WHAT NEEDS TO BE DONE> Return the material below in full and exactly.

EXERCISE MATERIALS>
····················

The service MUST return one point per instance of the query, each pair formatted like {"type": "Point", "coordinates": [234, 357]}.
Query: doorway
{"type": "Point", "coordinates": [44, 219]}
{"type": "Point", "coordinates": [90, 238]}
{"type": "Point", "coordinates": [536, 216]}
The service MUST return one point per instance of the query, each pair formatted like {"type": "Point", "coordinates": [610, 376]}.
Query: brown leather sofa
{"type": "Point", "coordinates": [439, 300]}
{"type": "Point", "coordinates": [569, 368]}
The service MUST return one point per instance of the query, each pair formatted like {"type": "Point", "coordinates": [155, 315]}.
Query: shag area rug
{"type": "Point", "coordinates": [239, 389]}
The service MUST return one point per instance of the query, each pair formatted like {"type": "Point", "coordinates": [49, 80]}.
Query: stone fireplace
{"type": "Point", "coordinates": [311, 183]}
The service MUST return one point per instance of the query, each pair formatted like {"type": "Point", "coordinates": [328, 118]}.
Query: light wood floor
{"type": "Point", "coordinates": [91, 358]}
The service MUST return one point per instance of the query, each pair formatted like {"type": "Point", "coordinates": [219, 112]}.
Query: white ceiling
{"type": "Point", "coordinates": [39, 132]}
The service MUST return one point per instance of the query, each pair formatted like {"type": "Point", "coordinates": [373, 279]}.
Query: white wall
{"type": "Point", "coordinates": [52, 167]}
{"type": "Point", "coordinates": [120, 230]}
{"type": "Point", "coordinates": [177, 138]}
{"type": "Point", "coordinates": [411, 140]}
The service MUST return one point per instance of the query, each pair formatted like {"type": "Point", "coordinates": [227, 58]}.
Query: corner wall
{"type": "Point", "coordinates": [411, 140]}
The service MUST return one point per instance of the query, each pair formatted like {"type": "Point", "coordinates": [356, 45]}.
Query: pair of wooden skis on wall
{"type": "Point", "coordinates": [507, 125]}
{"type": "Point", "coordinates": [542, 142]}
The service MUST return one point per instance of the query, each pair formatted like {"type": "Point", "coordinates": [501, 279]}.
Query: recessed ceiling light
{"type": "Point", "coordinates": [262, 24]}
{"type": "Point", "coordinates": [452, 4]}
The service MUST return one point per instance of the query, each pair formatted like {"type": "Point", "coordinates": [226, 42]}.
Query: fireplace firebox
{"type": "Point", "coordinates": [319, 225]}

····················

RESPONSE>
The service MUST return one point per instance of the query, each pair formatted like {"type": "Point", "coordinates": [234, 357]}.
Query: doorway
{"type": "Point", "coordinates": [44, 219]}
{"type": "Point", "coordinates": [90, 238]}
{"type": "Point", "coordinates": [536, 216]}
The service MUST return one point per instance of the query, each pair formatted like {"type": "Point", "coordinates": [610, 376]}.
Query: brown leather sofa
{"type": "Point", "coordinates": [439, 300]}
{"type": "Point", "coordinates": [569, 368]}
The service MUST return one point per instance of the query, each pair formatted like {"type": "Point", "coordinates": [155, 315]}.
Query: shag area rug
{"type": "Point", "coordinates": [239, 389]}
The service MUST return one point per instance of the query, each pair formatted like {"type": "Point", "coordinates": [49, 80]}.
Query: stone fireplace
{"type": "Point", "coordinates": [311, 183]}
The service MUST return one point per instance of the query, each pair formatted like {"type": "Point", "coordinates": [328, 118]}.
Query: light wood floor
{"type": "Point", "coordinates": [91, 358]}
The service MUST return one point per instance of the query, each pair formatted like {"type": "Point", "coordinates": [219, 112]}.
Query: white ceiling
{"type": "Point", "coordinates": [39, 132]}
The service MUST return one point per instance of the query, each pair formatted like {"type": "Point", "coordinates": [373, 279]}.
Query: white wall
{"type": "Point", "coordinates": [52, 167]}
{"type": "Point", "coordinates": [120, 230]}
{"type": "Point", "coordinates": [177, 138]}
{"type": "Point", "coordinates": [411, 140]}
The service MUST return one point per instance of the query, each pair formatted like {"type": "Point", "coordinates": [227, 58]}.
Query: corner wall
{"type": "Point", "coordinates": [411, 140]}
The service MUST return one point per instance of the query, each pair formatted like {"type": "Point", "coordinates": [356, 45]}.
Query: pair of wooden skis on wall
{"type": "Point", "coordinates": [507, 125]}
{"type": "Point", "coordinates": [542, 142]}
The service MUST return one point per instance of the query, each pair formatted like {"type": "Point", "coordinates": [501, 279]}.
Query: recessed ceiling light
{"type": "Point", "coordinates": [262, 24]}
{"type": "Point", "coordinates": [452, 4]}
The service MUST return one point per instance of the query, each pair formatted like {"type": "Point", "coordinates": [226, 42]}.
Query: fireplace firebox
{"type": "Point", "coordinates": [319, 225]}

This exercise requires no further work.